Enunciado 1 ▸ Reescreva as linhas desde a primeira até a que contém "(1178, 546)", inclusive, sem omitir nenhuma, e acrescente 12 a cada número das coordenadas nas respostas.

----

Lionel Messi se lamenta durante Holanda x Argentina, jogo das quartas de final da Copa do Mundo - Kai Pfaffenbach/Reuters
Lionel Messi se lamenta durante Holanda x Argentina, jogo das quartas de final da Copa do Mundo Imagem: Kai Pfaffenbach/Reuters

Demetrio Vecchioli e Tales Torraga

Do UOL, em São Paulo

09/12/2022 21h00

Classificação e Jogos

Se pudesse, o torcedor brasileiro iniciaria hoje mesmo a vingança contra os croatas. Mas, como ainda não é dessa vez que a Fifa vai implementar a ideia de uma Copa a cada dois anos, serão mais quatro de espera. Por enquanto, o que dava para fazer era secar quem, no momento do choro brasileiro, estava fazendo festa em Buenos Aires.

----

Enunciado 2 ▸ Copie sem alterações o trecho do texto sobre a Copa do Mundo que vai de "Do UOL, em São" até "em Buenos Aires.".

Uma sequência de linhas ▸
----

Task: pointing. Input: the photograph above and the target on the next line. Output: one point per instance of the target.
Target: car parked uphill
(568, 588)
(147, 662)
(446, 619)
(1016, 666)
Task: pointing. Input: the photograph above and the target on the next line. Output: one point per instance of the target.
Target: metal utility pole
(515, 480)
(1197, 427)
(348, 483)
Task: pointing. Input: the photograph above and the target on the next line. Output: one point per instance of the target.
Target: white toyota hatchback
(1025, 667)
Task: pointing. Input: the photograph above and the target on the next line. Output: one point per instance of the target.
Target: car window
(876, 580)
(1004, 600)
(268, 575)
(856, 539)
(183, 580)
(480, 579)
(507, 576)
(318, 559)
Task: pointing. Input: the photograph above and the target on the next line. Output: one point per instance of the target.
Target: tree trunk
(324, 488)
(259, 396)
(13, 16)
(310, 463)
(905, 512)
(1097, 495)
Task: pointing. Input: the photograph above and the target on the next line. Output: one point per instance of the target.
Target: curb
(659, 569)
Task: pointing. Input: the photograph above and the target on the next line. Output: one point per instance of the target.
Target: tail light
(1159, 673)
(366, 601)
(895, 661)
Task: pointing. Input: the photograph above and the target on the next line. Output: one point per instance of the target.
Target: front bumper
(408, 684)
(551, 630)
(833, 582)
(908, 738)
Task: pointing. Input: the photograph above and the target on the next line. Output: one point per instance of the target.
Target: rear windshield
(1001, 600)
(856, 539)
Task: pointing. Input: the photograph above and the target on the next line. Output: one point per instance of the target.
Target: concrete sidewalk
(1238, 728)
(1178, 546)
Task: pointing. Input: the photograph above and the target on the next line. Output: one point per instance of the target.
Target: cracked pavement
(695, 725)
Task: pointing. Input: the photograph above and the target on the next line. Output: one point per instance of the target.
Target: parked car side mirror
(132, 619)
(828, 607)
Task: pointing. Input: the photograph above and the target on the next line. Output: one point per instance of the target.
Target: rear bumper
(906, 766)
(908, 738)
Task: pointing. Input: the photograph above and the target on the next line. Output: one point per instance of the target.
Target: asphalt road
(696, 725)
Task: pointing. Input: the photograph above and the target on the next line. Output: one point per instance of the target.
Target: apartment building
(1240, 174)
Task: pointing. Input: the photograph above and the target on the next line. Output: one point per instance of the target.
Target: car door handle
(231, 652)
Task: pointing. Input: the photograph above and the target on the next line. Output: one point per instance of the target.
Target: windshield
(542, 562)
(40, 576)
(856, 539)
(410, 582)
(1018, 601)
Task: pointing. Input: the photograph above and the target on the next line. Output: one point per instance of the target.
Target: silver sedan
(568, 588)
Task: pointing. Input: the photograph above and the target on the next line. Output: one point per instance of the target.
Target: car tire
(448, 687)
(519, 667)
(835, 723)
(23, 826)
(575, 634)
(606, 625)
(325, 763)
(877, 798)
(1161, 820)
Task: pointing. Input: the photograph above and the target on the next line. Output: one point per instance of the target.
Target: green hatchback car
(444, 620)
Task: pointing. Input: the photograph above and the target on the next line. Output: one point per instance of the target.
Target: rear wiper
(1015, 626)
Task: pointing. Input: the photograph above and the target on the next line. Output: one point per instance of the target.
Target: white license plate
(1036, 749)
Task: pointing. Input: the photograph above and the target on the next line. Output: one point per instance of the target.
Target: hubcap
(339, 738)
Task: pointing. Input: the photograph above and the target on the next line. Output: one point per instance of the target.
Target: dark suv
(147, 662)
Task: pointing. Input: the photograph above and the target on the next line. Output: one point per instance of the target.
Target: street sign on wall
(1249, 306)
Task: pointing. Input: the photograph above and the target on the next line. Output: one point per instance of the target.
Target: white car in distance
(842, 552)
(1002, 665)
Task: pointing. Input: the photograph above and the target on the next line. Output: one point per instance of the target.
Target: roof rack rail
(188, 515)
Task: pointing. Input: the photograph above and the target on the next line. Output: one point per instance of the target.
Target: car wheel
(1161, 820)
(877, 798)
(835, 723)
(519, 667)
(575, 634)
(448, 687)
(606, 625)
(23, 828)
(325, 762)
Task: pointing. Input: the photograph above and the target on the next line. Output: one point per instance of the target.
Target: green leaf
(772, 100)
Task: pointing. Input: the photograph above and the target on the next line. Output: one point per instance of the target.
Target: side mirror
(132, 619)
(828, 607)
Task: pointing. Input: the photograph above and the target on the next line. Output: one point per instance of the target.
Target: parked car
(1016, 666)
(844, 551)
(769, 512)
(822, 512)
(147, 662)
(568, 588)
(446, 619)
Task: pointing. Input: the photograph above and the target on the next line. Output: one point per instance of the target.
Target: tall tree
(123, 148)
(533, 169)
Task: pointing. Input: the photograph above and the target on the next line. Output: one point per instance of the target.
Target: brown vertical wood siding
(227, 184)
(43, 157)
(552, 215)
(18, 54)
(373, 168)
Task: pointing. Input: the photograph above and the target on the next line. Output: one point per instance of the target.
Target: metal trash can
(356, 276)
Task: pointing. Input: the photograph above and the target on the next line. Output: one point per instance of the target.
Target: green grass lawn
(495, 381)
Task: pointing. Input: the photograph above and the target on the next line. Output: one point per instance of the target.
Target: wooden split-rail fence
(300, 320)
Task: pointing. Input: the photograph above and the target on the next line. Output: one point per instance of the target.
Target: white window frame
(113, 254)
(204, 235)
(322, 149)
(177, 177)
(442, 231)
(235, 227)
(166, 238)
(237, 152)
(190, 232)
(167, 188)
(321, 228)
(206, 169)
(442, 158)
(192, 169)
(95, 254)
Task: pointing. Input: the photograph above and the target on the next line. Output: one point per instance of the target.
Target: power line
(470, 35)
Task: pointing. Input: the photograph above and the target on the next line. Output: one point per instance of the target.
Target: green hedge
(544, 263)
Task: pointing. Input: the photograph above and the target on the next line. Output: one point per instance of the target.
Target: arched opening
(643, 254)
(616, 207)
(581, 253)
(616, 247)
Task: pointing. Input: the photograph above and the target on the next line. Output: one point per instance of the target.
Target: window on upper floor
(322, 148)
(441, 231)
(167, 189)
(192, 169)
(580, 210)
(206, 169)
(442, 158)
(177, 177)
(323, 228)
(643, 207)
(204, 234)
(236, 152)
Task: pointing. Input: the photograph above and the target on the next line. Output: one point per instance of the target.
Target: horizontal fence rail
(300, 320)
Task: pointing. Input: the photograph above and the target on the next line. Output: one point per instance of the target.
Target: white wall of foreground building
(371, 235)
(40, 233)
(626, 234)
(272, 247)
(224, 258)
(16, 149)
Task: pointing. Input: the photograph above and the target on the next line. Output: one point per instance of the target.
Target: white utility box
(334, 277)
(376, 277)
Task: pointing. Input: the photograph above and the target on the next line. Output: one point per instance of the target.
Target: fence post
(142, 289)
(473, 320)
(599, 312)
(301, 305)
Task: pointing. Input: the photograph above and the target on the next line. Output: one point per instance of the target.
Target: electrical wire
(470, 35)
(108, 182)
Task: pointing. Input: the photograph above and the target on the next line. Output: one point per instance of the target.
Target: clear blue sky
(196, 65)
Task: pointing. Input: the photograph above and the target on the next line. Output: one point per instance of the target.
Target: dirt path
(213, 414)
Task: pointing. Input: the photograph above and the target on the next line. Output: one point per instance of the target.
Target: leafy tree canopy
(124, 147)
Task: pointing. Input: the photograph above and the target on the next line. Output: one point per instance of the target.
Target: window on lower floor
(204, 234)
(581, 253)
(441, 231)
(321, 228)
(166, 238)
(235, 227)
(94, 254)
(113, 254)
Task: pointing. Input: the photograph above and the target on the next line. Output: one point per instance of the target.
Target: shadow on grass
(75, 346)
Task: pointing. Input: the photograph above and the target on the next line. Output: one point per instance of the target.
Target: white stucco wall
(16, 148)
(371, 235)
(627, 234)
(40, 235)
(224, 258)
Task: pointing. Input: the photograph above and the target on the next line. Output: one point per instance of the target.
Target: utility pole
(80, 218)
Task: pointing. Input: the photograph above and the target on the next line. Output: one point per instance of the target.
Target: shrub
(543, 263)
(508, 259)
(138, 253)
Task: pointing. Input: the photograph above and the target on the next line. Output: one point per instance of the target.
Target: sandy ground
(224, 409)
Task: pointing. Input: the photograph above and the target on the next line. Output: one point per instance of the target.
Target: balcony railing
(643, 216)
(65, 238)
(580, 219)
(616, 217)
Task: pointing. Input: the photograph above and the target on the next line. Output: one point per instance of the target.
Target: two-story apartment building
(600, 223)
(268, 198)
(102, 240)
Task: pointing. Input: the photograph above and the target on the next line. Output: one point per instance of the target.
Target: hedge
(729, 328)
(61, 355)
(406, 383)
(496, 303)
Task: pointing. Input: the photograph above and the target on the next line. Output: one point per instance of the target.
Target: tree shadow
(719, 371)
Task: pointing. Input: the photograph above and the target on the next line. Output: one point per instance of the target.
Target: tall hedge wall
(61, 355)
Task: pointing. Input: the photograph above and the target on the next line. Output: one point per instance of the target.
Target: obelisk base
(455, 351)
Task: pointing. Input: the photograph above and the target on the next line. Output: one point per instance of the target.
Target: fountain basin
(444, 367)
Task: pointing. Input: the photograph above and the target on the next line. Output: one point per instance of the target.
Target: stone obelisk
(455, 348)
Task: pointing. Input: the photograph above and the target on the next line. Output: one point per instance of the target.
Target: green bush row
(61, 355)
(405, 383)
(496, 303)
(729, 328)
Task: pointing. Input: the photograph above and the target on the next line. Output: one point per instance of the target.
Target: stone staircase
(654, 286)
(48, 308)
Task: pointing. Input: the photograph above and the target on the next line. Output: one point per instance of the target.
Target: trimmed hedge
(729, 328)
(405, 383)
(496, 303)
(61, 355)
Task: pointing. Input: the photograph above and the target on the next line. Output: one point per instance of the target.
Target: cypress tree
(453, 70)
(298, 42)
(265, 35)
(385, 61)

----

Solução 1 ▸
Task: pointing. Input: the photograph above and the target on the next line. Output: one point per instance of the target.
Target: car parked uphill
(580, 600)
(159, 674)
(458, 631)
(1028, 678)
Task: pointing. Input: the photograph above and the target on the next line. Output: one point per instance of the target.
Target: metal utility pole
(527, 492)
(1209, 439)
(360, 495)
Task: pointing. Input: the photograph above and the target on the next line. Output: one point per instance of the target.
Target: white toyota hatchback
(1037, 679)
Task: pointing. Input: the photograph above and the target on the next line. Output: one point per instance of the target.
Target: car window
(888, 592)
(1016, 612)
(280, 587)
(868, 551)
(195, 592)
(492, 591)
(519, 588)
(330, 571)
Task: pointing. Input: the photograph above and the target on the next line. Output: one point per instance of the target.
Target: tree trunk
(336, 500)
(271, 408)
(25, 28)
(322, 475)
(917, 524)
(1109, 507)
Task: pointing. Input: the photograph above and the target on the next line. Output: one point per instance of the target.
Target: curb
(671, 581)
Task: pointing. Input: the photograph above and the target on the next line. Output: one point per instance of the target.
Target: tail light
(1171, 685)
(378, 613)
(907, 673)
Task: pointing. Input: the photograph above and the target on the next line. Output: one point per instance of the target.
Target: front bumper
(420, 696)
(563, 642)
(845, 594)
(920, 750)
Task: pointing. Input: the photograph above and the target on the next line. Output: one point per instance of the target.
Target: rear windshield
(1013, 612)
(868, 551)
Task: pointing. Input: the photograph above and the target on the next line. Output: one point per instance of the target.
Target: concrete sidewalk
(1250, 740)
(1190, 558)

Solução 2 ▸
Do UOL, em São Paulo

09/12/2022 21h00

Classificação e Jogos

Se pudesse, o torcedor brasileiro iniciaria hoje mesmo a vingança contra os croatas. Mas, como ainda não é dessa vez que a Fifa vai implementar a ideia de uma Copa a cada dois anos, serão mais quatro de espera. Por enquanto, o que dava para fazer era secar quem, no momento do choro brasileiro, estava fazendo festa em Buenos Aires.